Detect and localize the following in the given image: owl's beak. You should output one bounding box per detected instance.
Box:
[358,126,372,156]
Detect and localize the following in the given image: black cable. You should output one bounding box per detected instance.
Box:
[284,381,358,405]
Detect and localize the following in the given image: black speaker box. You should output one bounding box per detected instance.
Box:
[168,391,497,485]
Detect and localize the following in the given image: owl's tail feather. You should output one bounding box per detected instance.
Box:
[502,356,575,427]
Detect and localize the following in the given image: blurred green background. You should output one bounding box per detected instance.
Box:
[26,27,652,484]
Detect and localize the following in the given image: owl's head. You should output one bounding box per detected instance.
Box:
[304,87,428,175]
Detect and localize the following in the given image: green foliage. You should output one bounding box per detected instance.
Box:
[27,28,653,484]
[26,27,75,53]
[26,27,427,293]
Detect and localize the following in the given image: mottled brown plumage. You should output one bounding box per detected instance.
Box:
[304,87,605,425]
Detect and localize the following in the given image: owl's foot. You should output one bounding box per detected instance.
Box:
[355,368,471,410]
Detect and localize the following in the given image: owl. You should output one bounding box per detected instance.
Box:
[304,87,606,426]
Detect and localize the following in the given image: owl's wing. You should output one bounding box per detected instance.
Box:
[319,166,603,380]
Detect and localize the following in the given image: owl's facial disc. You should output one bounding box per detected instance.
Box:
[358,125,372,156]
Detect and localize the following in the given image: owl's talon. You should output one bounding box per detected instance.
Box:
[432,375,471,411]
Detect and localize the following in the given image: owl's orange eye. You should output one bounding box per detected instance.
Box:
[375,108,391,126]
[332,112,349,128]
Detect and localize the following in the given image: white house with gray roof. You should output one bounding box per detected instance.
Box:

....

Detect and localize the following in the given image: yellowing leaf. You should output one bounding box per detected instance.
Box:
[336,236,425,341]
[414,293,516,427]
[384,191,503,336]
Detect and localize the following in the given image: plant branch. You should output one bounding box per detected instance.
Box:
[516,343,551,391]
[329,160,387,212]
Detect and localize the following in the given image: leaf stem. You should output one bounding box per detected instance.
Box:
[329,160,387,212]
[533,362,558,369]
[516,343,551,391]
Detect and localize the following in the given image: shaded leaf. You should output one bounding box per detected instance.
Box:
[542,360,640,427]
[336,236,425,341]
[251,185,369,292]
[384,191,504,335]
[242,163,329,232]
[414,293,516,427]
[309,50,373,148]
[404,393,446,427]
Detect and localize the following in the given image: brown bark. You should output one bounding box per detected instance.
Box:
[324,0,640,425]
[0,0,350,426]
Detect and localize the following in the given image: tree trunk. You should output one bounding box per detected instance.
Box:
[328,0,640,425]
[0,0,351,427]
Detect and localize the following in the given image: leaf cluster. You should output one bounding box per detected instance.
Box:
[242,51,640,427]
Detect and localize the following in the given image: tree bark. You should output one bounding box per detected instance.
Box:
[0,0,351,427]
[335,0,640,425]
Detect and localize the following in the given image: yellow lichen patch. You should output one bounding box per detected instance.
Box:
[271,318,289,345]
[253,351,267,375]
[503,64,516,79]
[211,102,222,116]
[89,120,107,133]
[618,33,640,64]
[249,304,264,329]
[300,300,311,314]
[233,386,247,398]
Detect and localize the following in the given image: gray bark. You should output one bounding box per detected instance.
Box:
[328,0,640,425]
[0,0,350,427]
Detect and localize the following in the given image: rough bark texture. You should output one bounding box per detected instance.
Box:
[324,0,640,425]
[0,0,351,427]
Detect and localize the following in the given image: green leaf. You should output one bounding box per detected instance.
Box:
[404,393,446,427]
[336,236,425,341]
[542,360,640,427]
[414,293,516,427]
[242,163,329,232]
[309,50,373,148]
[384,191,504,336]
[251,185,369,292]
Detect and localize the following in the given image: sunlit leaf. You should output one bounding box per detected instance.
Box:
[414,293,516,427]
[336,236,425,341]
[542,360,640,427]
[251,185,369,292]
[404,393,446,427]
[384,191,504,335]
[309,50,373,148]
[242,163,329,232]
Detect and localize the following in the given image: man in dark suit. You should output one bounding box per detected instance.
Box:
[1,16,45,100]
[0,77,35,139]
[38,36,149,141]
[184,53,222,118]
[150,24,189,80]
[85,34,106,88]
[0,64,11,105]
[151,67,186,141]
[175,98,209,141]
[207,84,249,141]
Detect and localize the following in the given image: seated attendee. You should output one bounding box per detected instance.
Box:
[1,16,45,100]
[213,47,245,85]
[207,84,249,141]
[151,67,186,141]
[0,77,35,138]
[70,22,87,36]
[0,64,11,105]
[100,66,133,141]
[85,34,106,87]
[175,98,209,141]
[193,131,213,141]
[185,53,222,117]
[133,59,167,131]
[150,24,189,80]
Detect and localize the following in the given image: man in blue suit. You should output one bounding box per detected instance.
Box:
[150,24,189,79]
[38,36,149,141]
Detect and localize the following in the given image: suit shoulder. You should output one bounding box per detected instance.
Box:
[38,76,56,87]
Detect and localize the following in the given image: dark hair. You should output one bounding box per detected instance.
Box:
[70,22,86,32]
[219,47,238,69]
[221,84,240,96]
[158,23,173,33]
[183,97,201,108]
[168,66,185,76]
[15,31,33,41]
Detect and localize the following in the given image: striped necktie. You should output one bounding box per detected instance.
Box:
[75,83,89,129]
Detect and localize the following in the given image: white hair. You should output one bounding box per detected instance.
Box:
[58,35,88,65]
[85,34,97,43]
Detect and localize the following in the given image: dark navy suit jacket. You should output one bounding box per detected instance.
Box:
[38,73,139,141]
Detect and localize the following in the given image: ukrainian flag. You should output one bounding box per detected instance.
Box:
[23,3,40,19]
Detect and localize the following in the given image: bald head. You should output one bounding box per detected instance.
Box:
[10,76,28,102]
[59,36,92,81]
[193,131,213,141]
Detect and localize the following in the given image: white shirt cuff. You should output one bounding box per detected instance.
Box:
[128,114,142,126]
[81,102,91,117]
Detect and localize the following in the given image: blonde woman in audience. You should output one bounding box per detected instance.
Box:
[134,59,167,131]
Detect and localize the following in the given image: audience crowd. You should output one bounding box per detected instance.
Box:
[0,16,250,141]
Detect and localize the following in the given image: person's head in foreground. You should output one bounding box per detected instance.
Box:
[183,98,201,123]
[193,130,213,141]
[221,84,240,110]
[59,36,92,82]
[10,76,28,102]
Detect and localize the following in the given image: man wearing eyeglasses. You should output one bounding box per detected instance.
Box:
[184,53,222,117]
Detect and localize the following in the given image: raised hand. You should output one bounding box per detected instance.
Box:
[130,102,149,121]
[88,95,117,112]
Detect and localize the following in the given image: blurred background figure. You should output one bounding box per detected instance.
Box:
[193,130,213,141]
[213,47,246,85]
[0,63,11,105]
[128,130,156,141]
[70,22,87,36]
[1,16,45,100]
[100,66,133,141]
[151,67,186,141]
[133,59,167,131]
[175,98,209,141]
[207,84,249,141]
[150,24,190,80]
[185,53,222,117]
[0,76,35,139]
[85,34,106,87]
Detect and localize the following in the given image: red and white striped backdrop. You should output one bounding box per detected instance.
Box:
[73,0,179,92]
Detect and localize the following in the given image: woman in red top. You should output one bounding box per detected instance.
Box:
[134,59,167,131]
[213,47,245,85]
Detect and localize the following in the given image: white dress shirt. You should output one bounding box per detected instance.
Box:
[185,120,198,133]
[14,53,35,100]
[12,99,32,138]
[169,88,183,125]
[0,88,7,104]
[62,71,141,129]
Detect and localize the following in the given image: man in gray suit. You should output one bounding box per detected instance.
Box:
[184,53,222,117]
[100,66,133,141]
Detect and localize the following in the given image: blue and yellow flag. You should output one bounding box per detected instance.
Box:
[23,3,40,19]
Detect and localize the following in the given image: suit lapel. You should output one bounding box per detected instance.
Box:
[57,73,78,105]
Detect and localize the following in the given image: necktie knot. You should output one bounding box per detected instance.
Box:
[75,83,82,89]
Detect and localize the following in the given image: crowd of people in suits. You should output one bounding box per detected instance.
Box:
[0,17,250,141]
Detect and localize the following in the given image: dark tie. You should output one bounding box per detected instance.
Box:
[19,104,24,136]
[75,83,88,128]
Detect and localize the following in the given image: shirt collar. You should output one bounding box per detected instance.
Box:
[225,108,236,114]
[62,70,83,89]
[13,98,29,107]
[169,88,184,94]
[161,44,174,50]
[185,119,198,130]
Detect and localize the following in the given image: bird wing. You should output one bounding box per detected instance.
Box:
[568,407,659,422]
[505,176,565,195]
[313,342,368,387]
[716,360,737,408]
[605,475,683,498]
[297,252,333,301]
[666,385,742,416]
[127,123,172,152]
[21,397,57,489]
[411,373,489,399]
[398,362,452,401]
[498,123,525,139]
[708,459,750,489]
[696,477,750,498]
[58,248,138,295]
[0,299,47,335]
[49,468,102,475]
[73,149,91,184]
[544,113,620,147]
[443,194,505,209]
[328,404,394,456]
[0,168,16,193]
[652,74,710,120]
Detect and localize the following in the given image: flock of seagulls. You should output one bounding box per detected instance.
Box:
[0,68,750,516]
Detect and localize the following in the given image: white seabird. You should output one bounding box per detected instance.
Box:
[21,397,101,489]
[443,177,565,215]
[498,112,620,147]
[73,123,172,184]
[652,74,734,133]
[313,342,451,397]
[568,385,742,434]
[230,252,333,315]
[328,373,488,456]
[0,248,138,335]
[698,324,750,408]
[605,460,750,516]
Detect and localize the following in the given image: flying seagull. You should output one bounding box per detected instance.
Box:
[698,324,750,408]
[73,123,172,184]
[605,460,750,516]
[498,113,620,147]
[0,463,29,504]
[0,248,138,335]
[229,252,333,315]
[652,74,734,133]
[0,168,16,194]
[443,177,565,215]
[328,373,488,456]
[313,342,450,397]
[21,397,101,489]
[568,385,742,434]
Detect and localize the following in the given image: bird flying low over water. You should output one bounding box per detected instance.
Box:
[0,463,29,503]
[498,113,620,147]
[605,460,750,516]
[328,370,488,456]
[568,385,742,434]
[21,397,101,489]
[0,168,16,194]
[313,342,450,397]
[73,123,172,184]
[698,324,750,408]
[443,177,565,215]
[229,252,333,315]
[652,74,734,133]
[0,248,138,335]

....

▸ PROBLEM DETAILS
Convert the lines above into a numbered list, omitting any blank lines, for only the part that opens with the line containing "image: owl's foot." and closes with the line containing "[355,368,471,410]", both included.

▸ FINISHED TASK
1. Detect and localize the following in the given image: owl's foot. You should output one bounding box per detected instance.
2. Box:
3. [355,368,471,410]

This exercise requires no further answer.